• WORK REQUIRED
The data below is to be set down again exactly as written.

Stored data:
================================

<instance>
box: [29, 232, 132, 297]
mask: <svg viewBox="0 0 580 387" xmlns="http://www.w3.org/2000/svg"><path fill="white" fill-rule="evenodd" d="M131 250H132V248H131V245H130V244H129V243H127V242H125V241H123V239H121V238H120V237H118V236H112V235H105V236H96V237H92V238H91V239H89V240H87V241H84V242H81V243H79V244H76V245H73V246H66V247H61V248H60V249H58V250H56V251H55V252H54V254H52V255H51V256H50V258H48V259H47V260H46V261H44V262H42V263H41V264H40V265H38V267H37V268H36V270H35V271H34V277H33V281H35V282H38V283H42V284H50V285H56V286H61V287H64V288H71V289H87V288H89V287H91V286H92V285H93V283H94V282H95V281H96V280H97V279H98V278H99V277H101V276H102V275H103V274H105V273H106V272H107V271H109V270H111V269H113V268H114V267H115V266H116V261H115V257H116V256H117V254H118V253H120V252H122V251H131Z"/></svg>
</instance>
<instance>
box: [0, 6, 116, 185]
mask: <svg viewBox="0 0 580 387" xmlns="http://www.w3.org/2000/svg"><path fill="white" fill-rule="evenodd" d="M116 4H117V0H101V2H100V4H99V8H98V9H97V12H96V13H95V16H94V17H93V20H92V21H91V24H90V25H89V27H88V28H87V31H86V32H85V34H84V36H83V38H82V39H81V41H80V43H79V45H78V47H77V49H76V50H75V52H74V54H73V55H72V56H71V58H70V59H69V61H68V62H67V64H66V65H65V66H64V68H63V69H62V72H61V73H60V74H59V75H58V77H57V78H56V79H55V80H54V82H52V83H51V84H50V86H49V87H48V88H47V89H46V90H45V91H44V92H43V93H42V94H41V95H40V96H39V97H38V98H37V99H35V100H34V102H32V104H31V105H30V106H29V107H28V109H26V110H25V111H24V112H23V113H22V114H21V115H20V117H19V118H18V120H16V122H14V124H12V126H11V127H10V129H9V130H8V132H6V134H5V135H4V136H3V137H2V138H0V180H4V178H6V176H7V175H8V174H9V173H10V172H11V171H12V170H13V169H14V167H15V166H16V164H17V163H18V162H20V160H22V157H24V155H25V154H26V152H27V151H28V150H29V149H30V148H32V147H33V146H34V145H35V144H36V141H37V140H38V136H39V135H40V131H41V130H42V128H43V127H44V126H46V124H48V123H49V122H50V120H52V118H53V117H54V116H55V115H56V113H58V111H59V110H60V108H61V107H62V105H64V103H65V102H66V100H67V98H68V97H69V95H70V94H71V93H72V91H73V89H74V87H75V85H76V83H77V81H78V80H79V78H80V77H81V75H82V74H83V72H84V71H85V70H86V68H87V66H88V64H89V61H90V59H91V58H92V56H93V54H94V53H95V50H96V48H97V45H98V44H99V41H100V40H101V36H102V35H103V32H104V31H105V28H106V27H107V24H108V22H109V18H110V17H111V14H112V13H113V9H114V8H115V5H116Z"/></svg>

================================

• WRITTEN SOLUTION
<instance>
box: [29, 232, 132, 297]
mask: <svg viewBox="0 0 580 387" xmlns="http://www.w3.org/2000/svg"><path fill="white" fill-rule="evenodd" d="M131 250H132V248H131V245H130V244H129V243H127V242H125V241H123V239H121V238H120V237H118V236H112V235H105V236H96V237H92V238H91V239H89V240H87V241H84V242H81V243H79V244H76V245H73V246H66V247H61V248H60V249H58V250H56V251H55V252H54V254H52V255H51V256H50V258H48V259H47V260H46V261H44V262H42V263H41V264H40V265H38V267H37V268H36V270H35V271H34V277H33V281H35V282H38V283H42V284H50V285H56V286H61V287H64V288H71V289H87V288H89V287H91V286H92V285H93V283H94V282H95V281H96V280H97V279H98V278H99V277H101V276H102V275H103V274H105V273H106V272H107V271H109V270H111V269H113V268H114V267H115V266H116V261H115V257H116V256H117V254H118V253H120V252H122V251H131Z"/></svg>
</instance>
<instance>
box: [0, 6, 116, 185]
mask: <svg viewBox="0 0 580 387" xmlns="http://www.w3.org/2000/svg"><path fill="white" fill-rule="evenodd" d="M116 4H117V0H101V2H100V4H99V8H98V9H97V12H96V13H95V16H94V17H93V20H92V21H91V24H90V25H89V27H88V28H87V31H86V32H85V34H84V36H83V38H82V39H81V41H80V43H79V45H78V47H77V49H76V50H75V52H74V54H73V55H72V56H71V58H70V59H69V61H68V62H67V64H66V65H65V66H64V68H63V69H62V72H61V73H60V74H59V75H58V77H57V78H56V79H55V80H54V82H52V83H51V84H50V86H49V87H48V88H47V89H46V90H45V91H44V92H43V93H42V94H41V95H40V96H39V97H38V98H37V99H35V100H34V102H32V104H31V105H30V106H29V107H28V109H26V110H25V111H24V112H23V113H22V114H21V115H20V117H19V118H18V120H16V122H14V124H12V126H11V127H10V129H9V130H8V132H6V134H5V135H4V136H3V137H2V138H0V180H4V178H6V176H7V175H8V174H9V173H10V172H11V171H12V170H13V169H14V167H15V166H16V164H17V163H18V162H20V160H22V157H24V155H25V154H26V152H27V151H28V150H29V149H30V148H32V147H33V146H34V145H35V144H36V141H37V140H38V136H39V135H40V131H41V130H42V128H43V127H44V126H46V124H48V123H49V122H50V120H52V118H53V117H54V116H55V115H56V113H58V111H59V110H60V108H61V107H62V105H64V103H65V102H66V100H67V98H68V97H69V95H70V94H71V93H72V91H73V89H74V87H75V85H76V83H77V81H78V80H79V78H80V77H81V75H82V74H83V72H84V71H85V70H86V68H87V66H88V64H89V61H90V59H91V58H92V56H93V54H94V53H95V50H96V48H97V45H98V44H99V41H100V40H101V36H102V35H103V32H104V31H105V28H106V27H107V24H108V22H109V18H110V17H111V14H112V13H113V9H114V8H115V5H116Z"/></svg>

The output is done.